Put each line of the listing below into a numbered list, skipping blank lines and leaving the picture out.

━━━

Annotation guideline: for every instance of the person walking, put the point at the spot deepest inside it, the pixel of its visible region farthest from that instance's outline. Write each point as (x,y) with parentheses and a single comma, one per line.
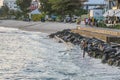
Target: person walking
(84,46)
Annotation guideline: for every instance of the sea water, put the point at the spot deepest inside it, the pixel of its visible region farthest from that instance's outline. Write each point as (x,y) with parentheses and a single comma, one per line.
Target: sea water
(34,56)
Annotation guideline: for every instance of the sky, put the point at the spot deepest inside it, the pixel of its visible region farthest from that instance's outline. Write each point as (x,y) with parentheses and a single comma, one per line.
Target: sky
(96,1)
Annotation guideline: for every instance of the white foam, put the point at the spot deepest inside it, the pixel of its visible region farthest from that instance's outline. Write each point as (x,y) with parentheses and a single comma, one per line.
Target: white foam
(32,55)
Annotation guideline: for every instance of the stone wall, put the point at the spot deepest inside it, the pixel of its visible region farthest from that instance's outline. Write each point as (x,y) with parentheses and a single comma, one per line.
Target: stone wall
(102,34)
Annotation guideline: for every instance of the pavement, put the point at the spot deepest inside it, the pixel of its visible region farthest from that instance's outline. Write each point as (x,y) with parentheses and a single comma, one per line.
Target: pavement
(46,27)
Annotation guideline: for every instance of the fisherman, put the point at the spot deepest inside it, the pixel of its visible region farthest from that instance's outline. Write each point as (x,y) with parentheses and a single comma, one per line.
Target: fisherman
(84,46)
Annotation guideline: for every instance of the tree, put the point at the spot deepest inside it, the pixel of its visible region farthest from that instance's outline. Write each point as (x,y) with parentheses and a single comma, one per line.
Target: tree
(24,5)
(46,6)
(65,7)
(4,10)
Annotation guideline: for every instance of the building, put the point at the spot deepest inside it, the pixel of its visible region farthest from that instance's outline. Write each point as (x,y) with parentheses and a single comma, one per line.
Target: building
(35,4)
(11,4)
(1,3)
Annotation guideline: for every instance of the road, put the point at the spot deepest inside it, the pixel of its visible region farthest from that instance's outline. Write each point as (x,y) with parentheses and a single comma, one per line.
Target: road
(26,55)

━━━

_SOLUTION:_
1. Annotation guideline: for every instance of the person walking, put the point at the spot deepest inside it, the pixel of its visible region farthest from that instance's outline. Write each point as (x,y) with parentheses and a single comma, one per line.
2. Target: person walking
3. (84,46)
4. Annotation guideline: for every instance of the sea water, put the point at the spot deepest inside it, the pixel of its visible region farthest from that instance's outline. Write each point as (x,y) with parentheses and a single comma, one per line.
5. Target: sea water
6. (34,56)
7. Annotation guideline: for every instance of the sky, put the point at the spot deepest inside it, the pixel of its visible region farthest from that instance's outline. Write each point as (x,y) with parentheses and a single comma, one per line.
8. Target: sky
9. (96,1)
10. Annotation guideline: for every instance of the white foam, put the point at the spot deepest inside it, the pixel of its visible region farthest from that instance's outline. Write each point as (x,y) with parentheses and a single comma, one per line.
11. Target: white foam
12. (32,55)
13. Annotation guideline: for every instance of the stone wall, put the point at the spot deepest inside it, the pixel of its visible region farthest from that instance's outline. Write each point as (x,y) with parentheses and a single comma, one per line.
14. Target: stone wall
15. (102,34)
16. Annotation guideline: for every instance of the pavement, put the point at the spot deepest inside it, the pixel of its visible region farthest from that instance's outline. Write each point as (x,y) with parentheses and a single comma, one per line.
17. Target: pavement
18. (46,27)
19. Annotation guideline: for every instance of the fisherman, put the point at the spot deepest inside it, the pixel of its visible region farthest from that instance's outline. Write each point as (x,y) with parentheses and a single comma, one per line.
20. Target: fisherman
21. (84,46)
22. Annotation guideline: for every instance of the tree, put the point at the spot deepest inside it, the pixel of its visible region farthest from that instance's outline. Write each point as (x,y) with parentheses and a single comma, one per line.
23. Target: tree
24. (24,5)
25. (46,6)
26. (65,7)
27. (4,10)
28. Annotation guideline: for every instance of the building, put the point at the spot deepest inside it, the pixel of its visible region farthest from that instance's outline. Write each point as (x,y) with parentheses and a single comma, one per line.
29. Target: building
30. (35,4)
31. (11,4)
32. (1,3)
33. Annotation guideline: for every instance of the road, put the point at the spot deepest inside it, the pixel of its visible region farthest from that instance's outline. Write each point as (x,y) with parentheses and a single comma, one per line.
34. Target: road
35. (26,55)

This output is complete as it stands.